#### BRANO RIPORTATO:

THANKS FOR HURTING ME ‒ ENZO COSIMI

Enzo Cosimi, Thanks for Hurting Me. Photo Stefano Galanti

Enzo Cosimi, Thanks for Hurting Me. Photo Stefano Galanti

Un lavoro di danza austero e composto, che attraverso una scrittura implacabile e astratta ma anche rigorosa raccoglie il passaggio dal ‘900 ai giorni nostri. In un’indagine al femminile, il coreografo romano Enzo Cosimi travalica il genere, affrontando il tema della ricerca costante e lacerata della costruzione dell’identità nel rapporto tra piacere e dolore. Echi dei lager e dei campi di concentramento, detenzioni psichiatriche, schiavitù contemporanee emergono da un paesaggio astratto come un vortice allucinatorio legando in un filo rosso tre generazioni di donne in un postumo tributo a Kafka e alle sue metamorfosi.

Righe di dati di annotazione con riquadri
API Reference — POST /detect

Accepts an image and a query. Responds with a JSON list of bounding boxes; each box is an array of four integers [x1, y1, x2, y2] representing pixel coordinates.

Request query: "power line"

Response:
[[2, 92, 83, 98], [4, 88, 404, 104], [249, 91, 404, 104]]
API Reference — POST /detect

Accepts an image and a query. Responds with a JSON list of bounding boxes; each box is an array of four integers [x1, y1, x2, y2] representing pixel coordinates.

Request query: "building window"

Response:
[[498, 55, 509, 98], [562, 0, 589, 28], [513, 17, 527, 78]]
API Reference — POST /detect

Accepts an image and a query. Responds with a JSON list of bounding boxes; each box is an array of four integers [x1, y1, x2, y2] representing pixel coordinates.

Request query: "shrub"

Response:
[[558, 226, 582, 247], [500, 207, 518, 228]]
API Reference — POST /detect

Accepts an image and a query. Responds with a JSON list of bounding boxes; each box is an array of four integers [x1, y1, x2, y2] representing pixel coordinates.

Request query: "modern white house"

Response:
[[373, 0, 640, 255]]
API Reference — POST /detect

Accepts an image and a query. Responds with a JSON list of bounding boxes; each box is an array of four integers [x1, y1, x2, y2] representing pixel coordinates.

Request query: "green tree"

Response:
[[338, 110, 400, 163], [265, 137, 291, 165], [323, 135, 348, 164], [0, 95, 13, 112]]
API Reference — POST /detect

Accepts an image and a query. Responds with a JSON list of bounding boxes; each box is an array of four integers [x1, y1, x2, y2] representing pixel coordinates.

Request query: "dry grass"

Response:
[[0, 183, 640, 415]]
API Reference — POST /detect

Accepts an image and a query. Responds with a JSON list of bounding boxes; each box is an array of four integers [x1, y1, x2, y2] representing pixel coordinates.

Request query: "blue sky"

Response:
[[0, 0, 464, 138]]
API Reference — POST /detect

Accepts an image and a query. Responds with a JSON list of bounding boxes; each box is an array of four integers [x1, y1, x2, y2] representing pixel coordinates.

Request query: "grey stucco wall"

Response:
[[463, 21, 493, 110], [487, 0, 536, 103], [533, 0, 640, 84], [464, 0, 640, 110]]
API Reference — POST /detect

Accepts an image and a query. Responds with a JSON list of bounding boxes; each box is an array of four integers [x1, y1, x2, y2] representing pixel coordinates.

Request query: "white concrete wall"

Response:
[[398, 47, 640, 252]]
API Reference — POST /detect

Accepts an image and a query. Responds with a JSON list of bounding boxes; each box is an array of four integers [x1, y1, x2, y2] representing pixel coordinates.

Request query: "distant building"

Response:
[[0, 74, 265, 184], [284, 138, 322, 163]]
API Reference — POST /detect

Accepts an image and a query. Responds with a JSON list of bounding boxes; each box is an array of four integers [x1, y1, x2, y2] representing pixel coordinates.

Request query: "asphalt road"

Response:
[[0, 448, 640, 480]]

#### COMPITO INDICATO 1:
Elenca tutti gli aggettivi con cui il brano sullo spettacolo di Enzo Cosimi qualifica la scrittura del lavoro.
#### COMPITO INDICATO 2:
Copia dal brano sullo spettacolo di Enzo Cosimi il tratto compreso tra "THANKS FOR HURTING ME ‒" e "alle sue metamorfosi.", estremi inclusi.

#### RISPOSTA COMPLETA 1:
implacabile, astratta, rigorosa

#### RISPOSTA COMPLETA 2:
THANKS FOR HURTING ME ‒ ENZO COSIMI

Enzo Cosimi, Thanks for Hurting Me. Photo Stefano Galanti

Enzo Cosimi, Thanks for Hurting Me. Photo Stefano Galanti

Un lavoro di danza austero e composto, che attraverso una scrittura implacabile e astratta ma anche rigorosa raccoglie il passaggio dal ‘900 ai giorni nostri. In un’indagine al femminile, il coreografo romano Enzo Cosimi travalica il genere, affrontando il tema della ricerca costante e lacerata della costruzione dell’identità nel rapporto tra piacere e dolore. Echi dei lager e dei campi di concentramento, detenzioni psichiatriche, schiavitù contemporanee emergono da un paesaggio astratto come un vortice allucinatorio legando in un filo rosso tre generazioni di donne in un postumo tributo a Kafka e alle sue metamorfosi.